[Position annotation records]
- - - -

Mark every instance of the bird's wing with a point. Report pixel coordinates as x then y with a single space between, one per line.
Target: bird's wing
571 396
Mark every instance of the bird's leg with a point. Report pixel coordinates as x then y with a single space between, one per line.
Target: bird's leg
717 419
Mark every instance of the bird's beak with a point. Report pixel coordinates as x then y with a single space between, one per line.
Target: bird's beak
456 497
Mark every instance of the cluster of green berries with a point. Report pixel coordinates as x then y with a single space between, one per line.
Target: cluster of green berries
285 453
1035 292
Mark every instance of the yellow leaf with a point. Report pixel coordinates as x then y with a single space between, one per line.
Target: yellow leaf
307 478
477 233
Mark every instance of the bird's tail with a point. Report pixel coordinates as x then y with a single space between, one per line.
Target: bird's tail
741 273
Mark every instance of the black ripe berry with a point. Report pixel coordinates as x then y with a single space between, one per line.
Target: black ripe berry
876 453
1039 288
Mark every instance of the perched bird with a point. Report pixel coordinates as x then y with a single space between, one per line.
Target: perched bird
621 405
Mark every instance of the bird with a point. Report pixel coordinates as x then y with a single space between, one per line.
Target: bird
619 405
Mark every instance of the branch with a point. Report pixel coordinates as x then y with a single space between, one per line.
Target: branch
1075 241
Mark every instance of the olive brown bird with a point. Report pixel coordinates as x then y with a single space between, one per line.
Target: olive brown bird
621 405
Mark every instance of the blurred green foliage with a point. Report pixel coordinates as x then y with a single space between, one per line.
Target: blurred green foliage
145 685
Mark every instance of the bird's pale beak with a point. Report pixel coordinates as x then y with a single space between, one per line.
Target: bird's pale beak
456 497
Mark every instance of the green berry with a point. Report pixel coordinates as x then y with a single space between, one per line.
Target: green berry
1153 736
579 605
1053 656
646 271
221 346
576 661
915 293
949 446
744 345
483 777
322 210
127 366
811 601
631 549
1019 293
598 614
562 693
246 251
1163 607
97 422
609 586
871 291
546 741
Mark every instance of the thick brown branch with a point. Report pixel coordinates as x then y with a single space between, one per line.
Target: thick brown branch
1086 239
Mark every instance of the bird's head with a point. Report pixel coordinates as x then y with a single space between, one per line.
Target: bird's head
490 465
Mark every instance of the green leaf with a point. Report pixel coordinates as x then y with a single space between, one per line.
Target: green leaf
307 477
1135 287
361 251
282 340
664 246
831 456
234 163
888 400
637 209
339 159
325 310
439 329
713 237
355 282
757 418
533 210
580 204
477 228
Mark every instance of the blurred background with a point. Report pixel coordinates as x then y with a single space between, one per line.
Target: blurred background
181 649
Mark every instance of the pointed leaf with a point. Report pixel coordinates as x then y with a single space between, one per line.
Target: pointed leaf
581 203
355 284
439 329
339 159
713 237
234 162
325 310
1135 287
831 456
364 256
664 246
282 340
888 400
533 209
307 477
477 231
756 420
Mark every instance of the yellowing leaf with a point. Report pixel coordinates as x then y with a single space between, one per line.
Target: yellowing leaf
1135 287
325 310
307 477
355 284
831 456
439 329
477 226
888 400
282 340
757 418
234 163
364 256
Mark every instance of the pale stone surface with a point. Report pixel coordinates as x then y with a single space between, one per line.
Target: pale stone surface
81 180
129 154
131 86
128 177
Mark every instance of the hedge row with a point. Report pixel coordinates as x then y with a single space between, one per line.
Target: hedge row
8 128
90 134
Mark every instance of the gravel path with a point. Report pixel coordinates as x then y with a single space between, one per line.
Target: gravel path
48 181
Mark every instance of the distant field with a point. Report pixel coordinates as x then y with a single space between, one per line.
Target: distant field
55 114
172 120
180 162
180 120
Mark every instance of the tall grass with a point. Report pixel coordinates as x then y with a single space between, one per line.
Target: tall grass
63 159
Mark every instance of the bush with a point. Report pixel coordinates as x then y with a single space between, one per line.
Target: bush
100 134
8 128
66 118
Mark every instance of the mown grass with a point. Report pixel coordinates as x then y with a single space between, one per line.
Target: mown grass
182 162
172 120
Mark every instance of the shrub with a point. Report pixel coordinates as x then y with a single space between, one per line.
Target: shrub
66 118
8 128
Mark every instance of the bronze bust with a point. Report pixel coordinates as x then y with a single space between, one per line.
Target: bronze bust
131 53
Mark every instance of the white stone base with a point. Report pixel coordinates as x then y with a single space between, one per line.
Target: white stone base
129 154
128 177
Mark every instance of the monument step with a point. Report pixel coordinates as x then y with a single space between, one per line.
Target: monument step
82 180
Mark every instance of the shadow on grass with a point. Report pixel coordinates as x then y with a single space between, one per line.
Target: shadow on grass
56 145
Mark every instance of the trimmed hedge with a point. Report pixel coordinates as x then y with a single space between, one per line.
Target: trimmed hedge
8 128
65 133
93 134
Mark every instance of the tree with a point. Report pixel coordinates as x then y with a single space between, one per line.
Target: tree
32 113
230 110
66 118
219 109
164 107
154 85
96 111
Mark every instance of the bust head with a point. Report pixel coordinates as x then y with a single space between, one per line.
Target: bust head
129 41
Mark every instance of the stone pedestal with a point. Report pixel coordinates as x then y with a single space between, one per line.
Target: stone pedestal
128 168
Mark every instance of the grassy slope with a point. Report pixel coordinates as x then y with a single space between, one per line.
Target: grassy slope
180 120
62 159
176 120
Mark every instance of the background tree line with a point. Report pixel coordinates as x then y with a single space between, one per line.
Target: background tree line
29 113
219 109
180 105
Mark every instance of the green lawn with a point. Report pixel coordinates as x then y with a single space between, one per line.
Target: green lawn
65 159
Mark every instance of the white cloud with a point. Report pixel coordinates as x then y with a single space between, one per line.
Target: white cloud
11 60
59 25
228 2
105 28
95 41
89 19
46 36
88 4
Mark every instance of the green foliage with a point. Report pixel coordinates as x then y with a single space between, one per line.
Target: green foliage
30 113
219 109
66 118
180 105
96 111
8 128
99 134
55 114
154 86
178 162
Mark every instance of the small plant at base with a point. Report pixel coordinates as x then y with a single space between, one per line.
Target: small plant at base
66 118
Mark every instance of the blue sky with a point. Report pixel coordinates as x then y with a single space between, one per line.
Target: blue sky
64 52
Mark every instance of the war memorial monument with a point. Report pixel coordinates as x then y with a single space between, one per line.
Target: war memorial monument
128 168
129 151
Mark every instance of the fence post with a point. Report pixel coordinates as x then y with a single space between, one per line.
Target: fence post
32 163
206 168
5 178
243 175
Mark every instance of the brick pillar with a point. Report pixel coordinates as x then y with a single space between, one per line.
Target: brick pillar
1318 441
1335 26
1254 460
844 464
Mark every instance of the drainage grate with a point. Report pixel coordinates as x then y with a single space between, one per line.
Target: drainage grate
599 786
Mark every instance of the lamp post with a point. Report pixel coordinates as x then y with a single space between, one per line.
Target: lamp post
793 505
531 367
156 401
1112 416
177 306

- - - -

Exercise description: From the records above, extract each line exactly as shown.

Complete response:
Mark every instance of the bird's wing with a point. Report pixel coordinates as x then y with a single space between, one per line.
Target: bird's wing
571 396
Mark every instance of the bird's leg with a point. Report pixel coordinates as x then y with a single space between, one per line.
Target: bird's leg
717 419
Mark every instance of the bird's beak with a point. Report pixel coordinates as x then y with a single space between, one per line.
Target: bird's beak
456 497
Mark every instance of the cluster of green berries with a point. Report pixel coordinates as x then y with a single space between, one per line.
Target: cluster of green berries
285 453
1035 292
Mark every instance of the yellow leaf with a point. Report pixel coordinates as x then y with a single space between, one per line.
Target: yellow leaf
307 478
477 233
Mark every instance of the bird's tail with a point. Report pixel coordinates as x then y with a single space between, one per line.
Target: bird's tail
741 273
Mark every instance of the black ripe berry with a point. Report pixel coordinates as x then y with a single space between, one per line.
Target: black ripe berry
876 453
1039 288
Mark every instance of the perched bird with a point. Report pixel coordinates as x then y with a single space between, one per line.
Target: perched bird
621 405
Mark every instance of the bird with a point. Report pixel coordinates as x then y with a single space between, one per line.
Target: bird
619 405
Mark every instance of the branch with a point. Report pixel coordinates as x then y with a single space between, one per line.
Target: branch
1075 241
Mark every instance of the olive brown bird with a point. Report pixel coordinates as x then y with a single space between, one per line.
Target: olive brown bird
621 405
Mark every instance of the blurred green foliage with a point. Report pixel coordinates as x then y with a single space between, one per line.
Target: blurred green foliage
145 685
Mark every instance of the bird's pale beak with a point. Report pixel coordinates as x then y with a single space between, one per line.
Target: bird's pale beak
456 497
Mark every instance of the green berry with a point. Report pixel coordinates as x then y with a single space between, one per line.
Target: green berry
1153 736
579 605
1053 656
646 271
221 346
576 661
915 293
949 446
744 345
483 777
322 210
127 366
811 601
631 549
1019 293
598 614
562 693
246 251
1163 607
97 422
609 586
871 291
546 741
Mark every instance of the thick brown branch with a point. Report pixel coordinates as x then y with a single space between, one per line.
Target: thick brown branch
1086 239
Mark every instance of the bird's head with a point. Report pixel coordinates as x then y with a single space between, one per line.
Target: bird's head
490 465
Mark every instance of the green leaf with a point. Report pixel coordinates as x then y with a single space between, one per line.
Target: green leaf
307 477
1135 287
361 251
282 340
664 246
831 456
234 163
888 400
637 209
339 159
325 310
439 329
713 237
355 282
757 418
533 210
580 204
477 228
Mark every instance of the blurred background with a point. Report pixel coordinates as x then y with a single space between, one per line.
Target: blurred background
181 649
Mark every instance of the pointed leaf with a point. Report pixel coordinates as x then y with a single space between, one per line.
Target: pointed leaf
581 203
355 284
439 329
339 159
713 237
234 162
325 310
1135 287
831 456
364 256
664 246
282 340
888 400
533 209
307 477
477 231
756 420
Mark every instance of the yellowing leaf with a point. Report pixel coordinates as x then y with a single space between, one per line.
Target: yellowing leaf
1135 287
325 310
307 477
355 284
831 456
439 329
477 226
888 400
282 340
757 418
234 163
364 256
Mark every instance of the pale stone surface with a point. Report pixel coordinates as x then y with a single space between, one per line.
Target: pale stone surface
81 180
129 154
131 86
128 177
Mark every instance of the hedge row with a point. Report pixel coordinates as x then y with a single space between, one per line.
Target: hedge row
8 128
90 134
Mark every instance of the gravel path with a point. Report pixel coordinates as x then y with a single space between, one per line.
Target: gravel path
48 181
Mark every instance of the distant field with a point. Report pixel coordinates as x then y with a single space between, one per line.
Target: distant field
55 114
172 120
180 162
180 120
Mark every instance of the tall grass with a point. Report pixel coordinates as x then y with a single space between, one per line.
Target: tall grass
63 159
Mark every instance of the bush with a point. Report pixel coordinates as x then y with a single space between, one per line.
Target: bush
100 134
8 128
66 118
Mark every instance of the mown grass with a point. Report pixel coordinates as x then y with a single space between, one per line.
Target: mown grass
182 162
172 120
Mark every instance of the shrub with a point. Report pixel coordinates as x then y with a single space between, one per line.
Target: shrub
66 118
8 128
Mark every instance of the bronze bust with a point. Report pixel coordinates as x then y with a single space between, one per line.
Target: bronze bust
131 53
Mark every instance of the white stone base with a point. Report pixel coordinates as x then y with a single space between, one per line.
Target: white stone base
129 154
128 177
Mark every instance of the monument step with a point. Report pixel coordinates as x then y with a single space between, one per line.
Target: monument step
82 180
Mark every instance of the shadow on grass with a point. Report pixel coordinates as x then y with a single space between, one per line.
Target: shadow on grass
56 145
Mark every instance of the trimmed hedge with a point. Report pixel coordinates as x then y with a single space between, one per line.
Target: trimmed hedge
8 128
65 133
93 134
Mark every instance of the tree with a point. Report pixel coordinates as x then y with a single space between, one per line.
Target: tree
32 113
230 110
66 118
219 109
164 107
154 85
96 111
Mark every instance of the bust head with a point. Report pixel coordinates as x then y with a single space between, one per line.
Target: bust head
129 41
Mark every instance of the stone pedestal with a point. Report pixel coordinates as x then y with a single space between, one per line.
Target: stone pedestal
128 168
Mark every instance of the grassy slope with a point. Report pixel coordinates as x then y with a single space between, one per line.
Target: grassy slope
180 120
62 159
176 120
Mark every instance of the background tree line with a point. Report pixel coordinates as x then y with a single space between, one per line.
Target: background tree line
29 113
219 109
180 105
Mark every instance of the green lawn with a point. Report pixel coordinates as x then y with a single space between, one per line.
Target: green lawn
65 159
Mark every instance of the white cloud with a point. Report pixel coordinates as x then y with a single space between, one per line.
Target: white cloud
11 60
59 25
228 2
105 28
95 41
89 19
46 36
88 4
Mark every instance of the green foliage with a point. Report pixel coordinates as x then y with a single space between, one per line.
Target: green foliage
30 113
219 109
66 118
180 105
96 111
8 128
99 134
55 114
154 86
178 162
Mark every instance of the small plant at base with a point. Report pixel coordinates as x then y with a single space between, one per line.
Target: small plant at base
66 118
Mark every instance of the blue sky with a point. Report pixel coordinates as x then y with a single space between, one per line.
Target: blue sky
64 52
Mark every instance of the war memorial monument with a point. Report pixel coordinates as x then y with a single space between, one per line.
Target: war memorial monument
128 168
129 151
Mark every instance of the fence post with a point. Report pixel coordinates as x then y with a single space between, one per line.
Target: fence post
32 163
206 168
5 178
243 175
Mark every instance of the brick pillar with a point. Report pixel coordinates as x then y with a single space between, one per line.
Target: brick pillar
1318 441
1335 26
1254 460
844 464
Mark every instance of the drainage grate with a point. Report pixel coordinates as x then y with a single space between, one per line.
Target: drainage grate
599 786
Mark every instance of the lamp post with a point. Report pixel coordinates as x then y with a single space between, one per line.
Target: lamp post
793 505
531 367
156 401
1112 416
177 306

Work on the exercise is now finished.